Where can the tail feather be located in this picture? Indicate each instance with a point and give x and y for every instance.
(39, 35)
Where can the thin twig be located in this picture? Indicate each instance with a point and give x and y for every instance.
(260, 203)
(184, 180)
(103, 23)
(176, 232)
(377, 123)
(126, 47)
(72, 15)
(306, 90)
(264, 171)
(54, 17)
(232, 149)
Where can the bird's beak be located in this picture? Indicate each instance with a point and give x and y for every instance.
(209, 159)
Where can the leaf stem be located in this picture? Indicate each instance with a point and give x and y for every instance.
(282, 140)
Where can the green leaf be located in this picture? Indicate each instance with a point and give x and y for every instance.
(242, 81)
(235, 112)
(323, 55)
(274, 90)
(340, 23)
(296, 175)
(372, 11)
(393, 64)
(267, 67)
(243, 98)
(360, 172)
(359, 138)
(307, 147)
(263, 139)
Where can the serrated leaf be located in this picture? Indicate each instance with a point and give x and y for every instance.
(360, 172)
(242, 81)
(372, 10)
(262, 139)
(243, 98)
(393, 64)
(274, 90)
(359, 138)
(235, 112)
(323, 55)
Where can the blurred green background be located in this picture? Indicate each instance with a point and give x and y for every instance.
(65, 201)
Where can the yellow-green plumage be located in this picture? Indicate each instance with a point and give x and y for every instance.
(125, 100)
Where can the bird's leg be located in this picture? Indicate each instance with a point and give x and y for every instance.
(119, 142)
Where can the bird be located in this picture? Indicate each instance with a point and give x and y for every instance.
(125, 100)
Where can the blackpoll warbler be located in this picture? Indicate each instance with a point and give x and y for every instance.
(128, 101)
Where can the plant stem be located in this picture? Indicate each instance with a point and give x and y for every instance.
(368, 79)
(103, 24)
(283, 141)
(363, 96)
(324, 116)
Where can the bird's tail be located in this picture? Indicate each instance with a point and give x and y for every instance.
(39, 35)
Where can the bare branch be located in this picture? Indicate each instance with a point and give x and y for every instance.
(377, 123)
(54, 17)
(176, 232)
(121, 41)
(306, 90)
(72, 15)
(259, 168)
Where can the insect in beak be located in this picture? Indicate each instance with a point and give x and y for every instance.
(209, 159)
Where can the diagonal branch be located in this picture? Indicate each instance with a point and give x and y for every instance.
-- -- --
Only an exact transcription of all the records above counts as an answer.

Where can the tail feather be located in this picture? Indicate each instance with a point and give x and y for every instance.
(39, 35)
Where can the thin twig be located in this picture? Indicate each instance with a point and give x and y for every instance.
(260, 203)
(184, 180)
(103, 23)
(176, 232)
(377, 123)
(126, 47)
(72, 15)
(306, 90)
(264, 171)
(54, 17)
(232, 149)
Where can the bird's beak be located in this picture? Indicate each instance with a point and give x and y for every instance.
(209, 159)
Where can the leaf stem be located in this picture? Indicate each instance with a point and give x and y for every instance.
(282, 140)
Where can the green leaf be located in this picture? Indicate each instance with a point and give x and y for every instance.
(242, 81)
(235, 112)
(323, 55)
(274, 90)
(340, 23)
(296, 175)
(372, 11)
(393, 64)
(267, 67)
(243, 98)
(360, 172)
(359, 138)
(307, 147)
(263, 139)
Where can the serrated leaf be located in this picture? Indicate each instance with a point and give x and y for every instance.
(360, 172)
(242, 81)
(372, 10)
(262, 139)
(243, 98)
(393, 64)
(274, 90)
(359, 138)
(235, 112)
(323, 55)
Where can the blurred green background be located in this picture? Indicate each instance with a point and give x and y for every instance.
(65, 201)
Where can the yellow-green plumage be located in this picture? Indicate each instance with a point and give x and y for every instance.
(125, 100)
Where can the bird's leg be located in this picture? Indicate each instance with a point and give x and y for every instance.
(119, 142)
Where can the bird be located in this picture? Indicate each instance with a point and give x and y for every instance.
(125, 100)
Where can the blackpoll warbler be located in this picture? Indicate each instance with a point and give x and y for every instance.
(128, 101)
Where can the plant stem be located in this picture? Indicate each instance with a point and give x and y for every instance.
(368, 79)
(103, 24)
(283, 141)
(363, 96)
(324, 116)
Where can the bird's tail be located in this picture? Indicate each instance with a point and give x and y for every instance.
(39, 35)
Where can the bare branch be located in this picture? Indicate each instance with a point and give x and y for every instance.
(377, 123)
(54, 17)
(176, 232)
(121, 41)
(306, 90)
(72, 15)
(259, 168)
Where can the insect in beak be located in this picture? Indicate each instance with a point and give x and y for every instance.
(209, 159)
Where can the diagonal branch be located in this picture? Indicate each instance with a point and give x and y for every instance.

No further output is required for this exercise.